### GIVEN INFORMATION
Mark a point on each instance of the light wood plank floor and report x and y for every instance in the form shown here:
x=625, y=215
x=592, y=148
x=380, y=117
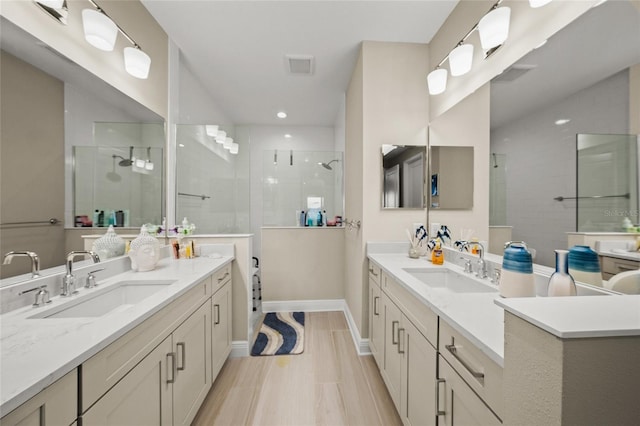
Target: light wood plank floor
x=328, y=384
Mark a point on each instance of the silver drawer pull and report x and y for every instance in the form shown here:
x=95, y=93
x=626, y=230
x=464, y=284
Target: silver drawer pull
x=454, y=351
x=393, y=332
x=439, y=412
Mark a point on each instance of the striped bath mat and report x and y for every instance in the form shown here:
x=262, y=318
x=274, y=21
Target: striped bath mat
x=281, y=333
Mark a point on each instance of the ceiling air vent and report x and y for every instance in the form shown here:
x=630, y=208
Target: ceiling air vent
x=299, y=64
x=513, y=73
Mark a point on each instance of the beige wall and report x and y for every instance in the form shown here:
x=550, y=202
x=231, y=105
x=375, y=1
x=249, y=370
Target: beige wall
x=302, y=264
x=447, y=130
x=32, y=132
x=69, y=40
x=387, y=103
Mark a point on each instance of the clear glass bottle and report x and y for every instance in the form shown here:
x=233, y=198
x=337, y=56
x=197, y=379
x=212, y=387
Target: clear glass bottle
x=561, y=283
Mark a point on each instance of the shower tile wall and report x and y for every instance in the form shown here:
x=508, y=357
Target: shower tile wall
x=541, y=158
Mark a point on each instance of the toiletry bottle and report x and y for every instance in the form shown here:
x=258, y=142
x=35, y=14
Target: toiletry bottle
x=437, y=257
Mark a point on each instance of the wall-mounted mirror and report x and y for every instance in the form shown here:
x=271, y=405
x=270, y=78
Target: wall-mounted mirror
x=403, y=176
x=539, y=106
x=49, y=106
x=451, y=174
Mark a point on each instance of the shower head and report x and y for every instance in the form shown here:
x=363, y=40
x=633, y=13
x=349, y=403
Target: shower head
x=328, y=165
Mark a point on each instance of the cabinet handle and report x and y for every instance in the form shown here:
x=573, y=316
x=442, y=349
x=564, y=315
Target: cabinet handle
x=172, y=368
x=454, y=351
x=183, y=349
x=216, y=314
x=393, y=332
x=403, y=335
x=439, y=412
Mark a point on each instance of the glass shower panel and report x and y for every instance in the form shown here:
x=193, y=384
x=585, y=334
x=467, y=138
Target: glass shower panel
x=293, y=179
x=607, y=172
x=213, y=184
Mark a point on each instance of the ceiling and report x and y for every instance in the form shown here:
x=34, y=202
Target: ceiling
x=600, y=43
x=237, y=49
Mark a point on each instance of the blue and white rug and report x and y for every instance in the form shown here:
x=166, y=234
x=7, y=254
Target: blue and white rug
x=281, y=333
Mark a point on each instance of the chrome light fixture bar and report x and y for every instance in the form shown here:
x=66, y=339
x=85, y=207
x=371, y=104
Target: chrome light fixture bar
x=101, y=32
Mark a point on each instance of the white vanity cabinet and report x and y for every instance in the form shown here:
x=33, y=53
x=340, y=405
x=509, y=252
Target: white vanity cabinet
x=55, y=405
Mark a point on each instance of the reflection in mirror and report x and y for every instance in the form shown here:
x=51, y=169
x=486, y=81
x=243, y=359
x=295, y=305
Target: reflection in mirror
x=403, y=176
x=539, y=106
x=451, y=171
x=49, y=105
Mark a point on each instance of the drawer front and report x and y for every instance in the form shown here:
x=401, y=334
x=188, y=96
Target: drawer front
x=481, y=373
x=221, y=277
x=423, y=318
x=374, y=273
x=106, y=368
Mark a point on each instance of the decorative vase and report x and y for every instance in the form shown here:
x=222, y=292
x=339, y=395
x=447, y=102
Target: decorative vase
x=144, y=252
x=561, y=283
x=516, y=277
x=584, y=265
x=109, y=245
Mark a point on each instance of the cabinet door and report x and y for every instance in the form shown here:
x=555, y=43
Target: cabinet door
x=192, y=347
x=458, y=404
x=418, y=377
x=376, y=324
x=392, y=372
x=55, y=405
x=221, y=328
x=142, y=397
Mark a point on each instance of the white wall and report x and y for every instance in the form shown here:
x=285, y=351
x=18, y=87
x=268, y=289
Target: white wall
x=269, y=138
x=541, y=161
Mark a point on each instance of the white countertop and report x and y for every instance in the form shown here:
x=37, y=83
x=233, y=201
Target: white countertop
x=34, y=353
x=474, y=315
x=579, y=317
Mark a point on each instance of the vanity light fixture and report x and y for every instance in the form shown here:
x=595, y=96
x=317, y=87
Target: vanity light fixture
x=538, y=3
x=101, y=32
x=211, y=130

### CHALLENGE
Transcribe the records above exactly, omitting every picture they contain.

### CORRECT RESPONSE
Mark a point on each instance of the light wood plank floor and report x and y for every instance in the form shown here:
x=625, y=215
x=592, y=148
x=380, y=117
Target: light wood plank floor
x=328, y=384
Mark a point on each instance of the silver drawer pull and report x and y for every instance in the form shown here:
x=95, y=93
x=626, y=230
x=464, y=284
Target: silver drawer pull
x=454, y=351
x=393, y=332
x=439, y=412
Mark a point on each instance of the striped bath mat and report x and y for every instance in the form shown here:
x=262, y=318
x=274, y=21
Target: striped bath mat
x=281, y=333
Mark a point on each instance of the ceiling air vent and report x and y for every instance in the form shown here:
x=630, y=208
Target: ceiling air vent
x=299, y=64
x=513, y=73
Mark a point on each instance of the beige wall and report x and y for every instance in the form shown here:
x=550, y=202
x=231, y=105
x=375, y=1
x=249, y=370
Target: beige wall
x=302, y=264
x=447, y=130
x=32, y=132
x=69, y=40
x=387, y=103
Mark a point on each instance of the clear glass bottle and report x and y for every instance in the form shown here:
x=233, y=198
x=337, y=56
x=197, y=379
x=212, y=387
Target: clear glass bottle
x=561, y=283
Mark a point on each instance of the shower tile wall and report x and y for every instance in the form shown here:
x=508, y=357
Target: shower tile wall
x=541, y=158
Mark a point on each instance of the toiletry bottle and report x and y for every instance in the form shown here:
x=258, y=142
x=35, y=14
Target: toiletry bottle
x=437, y=257
Mark a point on each instance of the wall-mounted mirror and report x and y for every instance in the form shown here:
x=271, y=405
x=270, y=78
Target: wall-mounted mirror
x=403, y=176
x=539, y=106
x=49, y=106
x=451, y=174
Mark a point on each instance of the shower head and report x and y for every instance in the form shown here:
x=363, y=40
x=633, y=13
x=349, y=403
Target: shower head
x=328, y=165
Mark a point on each instance of the cabinet handle and report x and y for every instance in the form shown here:
x=573, y=316
x=442, y=349
x=564, y=315
Target: cabinet handle
x=172, y=368
x=454, y=351
x=183, y=349
x=216, y=314
x=393, y=332
x=403, y=335
x=439, y=412
Mark a point on each instance of the glass shower panel and report x and y for every instance in the form shown here:
x=193, y=384
x=585, y=334
x=467, y=138
Target: glass shower panel
x=293, y=179
x=607, y=172
x=213, y=184
Mark a point on each instance of the ceiling and report x and y for every instance in the form shown here:
x=34, y=202
Target: ceiling
x=600, y=43
x=237, y=49
Mark a point on each instance of the blue and white rug and report x and y for every instance in the form shown here:
x=166, y=234
x=7, y=254
Target: blue and white rug
x=281, y=333
Mark a point on each instance of the chrome light fixture bar and report x and y for every instance in the form shown here:
x=66, y=339
x=85, y=207
x=371, y=104
Target: chrome light fixture bar
x=101, y=32
Mark a point on each instance of the white vanity cabinet and report x and y for every instance in the form shown here:
x=33, y=53
x=340, y=405
x=509, y=252
Target: white vanity cabinet
x=55, y=405
Mark a point on each instance of the reflection in mirror and report x and y for every instance in the form shown here:
x=51, y=169
x=486, y=81
x=243, y=359
x=295, y=305
Target: reflection in mirror
x=403, y=176
x=539, y=106
x=451, y=171
x=49, y=105
Mark a point on each instance of the drawer front and report x and y for every instance in the form shown here:
x=401, y=334
x=188, y=96
Target: drawer front
x=481, y=373
x=221, y=277
x=423, y=318
x=374, y=273
x=106, y=368
Mark a point on each instance of the decorative vase and report x and y for every instance in the form shown here:
x=222, y=292
x=339, y=395
x=447, y=102
Target: decorative vase
x=144, y=252
x=561, y=283
x=516, y=277
x=584, y=265
x=109, y=245
Mark a point on each instance of the cabinet door and report x and y for every instance in the form shown here:
x=555, y=43
Target: cabinet door
x=192, y=347
x=458, y=404
x=418, y=377
x=376, y=324
x=392, y=372
x=55, y=405
x=221, y=328
x=142, y=397
Mark a point on each instance of the white wall and report x and y for every instance in the form shown here:
x=285, y=351
x=18, y=87
x=268, y=289
Target: white wall
x=269, y=138
x=541, y=161
Mark a point on each instance of the white countertop and report x and y for every instance in the form shown here:
x=37, y=83
x=233, y=201
Target: white countertop
x=34, y=353
x=474, y=315
x=579, y=317
Mark a point on each instance of the vanity light fixture and report x and y for every instance in the form shown here:
x=595, y=96
x=317, y=87
Target: vanity light fixture
x=538, y=3
x=101, y=32
x=211, y=130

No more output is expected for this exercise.